(DIRECTIVE) Format the lines below as a Markdown table with a "No." column for the row number and a "Line" column for the line. Leave out blank lines and pictures.

(DATA LINES)
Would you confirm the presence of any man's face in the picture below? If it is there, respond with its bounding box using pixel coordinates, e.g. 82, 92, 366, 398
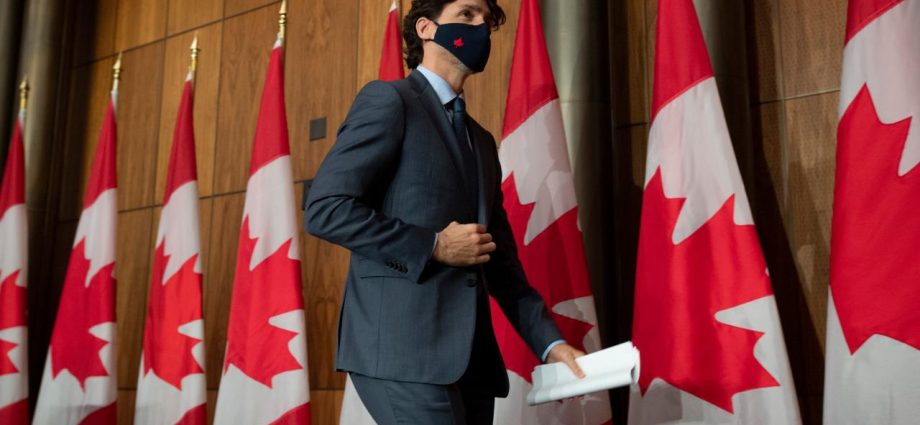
416, 0, 491, 74
438, 0, 489, 25
416, 0, 491, 40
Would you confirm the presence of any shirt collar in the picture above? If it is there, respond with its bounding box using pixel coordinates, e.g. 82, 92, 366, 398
415, 65, 463, 105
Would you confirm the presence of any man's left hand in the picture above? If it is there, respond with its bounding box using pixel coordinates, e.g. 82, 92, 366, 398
546, 344, 585, 379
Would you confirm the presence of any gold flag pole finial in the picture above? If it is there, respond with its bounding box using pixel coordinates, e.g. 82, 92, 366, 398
278, 0, 287, 41
112, 52, 121, 92
188, 31, 201, 77
19, 77, 29, 111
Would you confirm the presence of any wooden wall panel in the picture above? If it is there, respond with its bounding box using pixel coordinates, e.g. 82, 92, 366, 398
609, 0, 649, 126
117, 389, 137, 425
748, 0, 782, 102
166, 0, 224, 36
463, 1, 520, 138
154, 23, 222, 203
779, 0, 847, 97
356, 0, 396, 89
285, 0, 365, 180
204, 193, 245, 389
752, 102, 788, 212
214, 5, 278, 193
74, 0, 116, 65
310, 390, 348, 425
115, 208, 154, 388
58, 59, 114, 220
786, 93, 837, 334
115, 0, 166, 51
294, 183, 349, 390
116, 42, 163, 210
224, 0, 276, 17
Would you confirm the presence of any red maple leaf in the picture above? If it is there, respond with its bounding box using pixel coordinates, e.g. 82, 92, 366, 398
224, 217, 303, 388
51, 240, 115, 386
0, 270, 26, 375
144, 243, 204, 390
633, 169, 779, 413
830, 86, 920, 353
492, 175, 594, 382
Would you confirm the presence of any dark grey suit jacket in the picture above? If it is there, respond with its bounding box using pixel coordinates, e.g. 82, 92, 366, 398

(SOLUTION TO THE EXERCISE)
| No. | Line |
|---|---|
| 1 | Would you confirm the presence of any man's face in the picture below? If it is there, respond with its bounding box using pixel coordinates, e.g. 82, 92, 366, 398 |
| 2 | 416, 0, 491, 74 |
| 3 | 438, 0, 489, 25 |
| 4 | 416, 0, 491, 40 |
| 5 | Would you confirm the presence of any shirt collar in the picture above? If it is there, respond with its bounding box using pixel coordinates, e.g. 82, 92, 366, 398 |
| 6 | 415, 65, 463, 105 |
| 7 | Would you confirm the presence of any man's left hand in the picture above? If it is there, respond with its bounding box using pixel coordinates, e.g. 82, 92, 366, 398 |
| 8 | 546, 344, 585, 379 |
| 9 | Would you confirm the presence of any gold flag pole finial in the picture above? If it is there, respond with its bounding box using pixel coordinates, e.g. 82, 92, 366, 398 |
| 10 | 278, 0, 287, 41 |
| 11 | 112, 52, 121, 92 |
| 12 | 188, 31, 201, 77 |
| 13 | 19, 77, 29, 111 |
| 14 | Would you confirm the presence of any wooden wall panel in the picture above? If it is there, respond with its bounding box using pixel coordinates, e.g. 82, 92, 366, 398 |
| 15 | 609, 0, 649, 126 |
| 16 | 117, 389, 137, 425 |
| 17 | 748, 0, 782, 102 |
| 18 | 166, 0, 224, 36 |
| 19 | 463, 1, 520, 138 |
| 20 | 154, 23, 222, 203 |
| 21 | 779, 0, 847, 97 |
| 22 | 356, 0, 396, 89 |
| 23 | 285, 0, 365, 180 |
| 24 | 204, 193, 245, 389 |
| 25 | 752, 102, 788, 212 |
| 26 | 214, 5, 278, 193 |
| 27 | 74, 0, 116, 65 |
| 28 | 310, 390, 348, 425 |
| 29 | 115, 208, 154, 388 |
| 30 | 58, 59, 114, 220 |
| 31 | 786, 93, 837, 334 |
| 32 | 115, 0, 166, 51 |
| 33 | 294, 183, 349, 390 |
| 34 | 116, 42, 163, 210 |
| 35 | 224, 0, 276, 17 |
| 36 | Would you confirm the presence of any red maple leaf in the picture above? If it is there, respond with its bounding box using pixel coordinates, e.g. 82, 92, 366, 398 |
| 37 | 224, 217, 303, 388 |
| 38 | 51, 240, 115, 386 |
| 39 | 0, 270, 26, 375 |
| 40 | 144, 243, 204, 390 |
| 41 | 633, 169, 779, 413 |
| 42 | 830, 86, 920, 353 |
| 43 | 492, 175, 594, 382 |
| 44 | Would you confirm the presence of any dark grey suit jacket in the picture above? If it is there, respond with its bounding box using pixel coordinates, e.g. 82, 92, 366, 398 |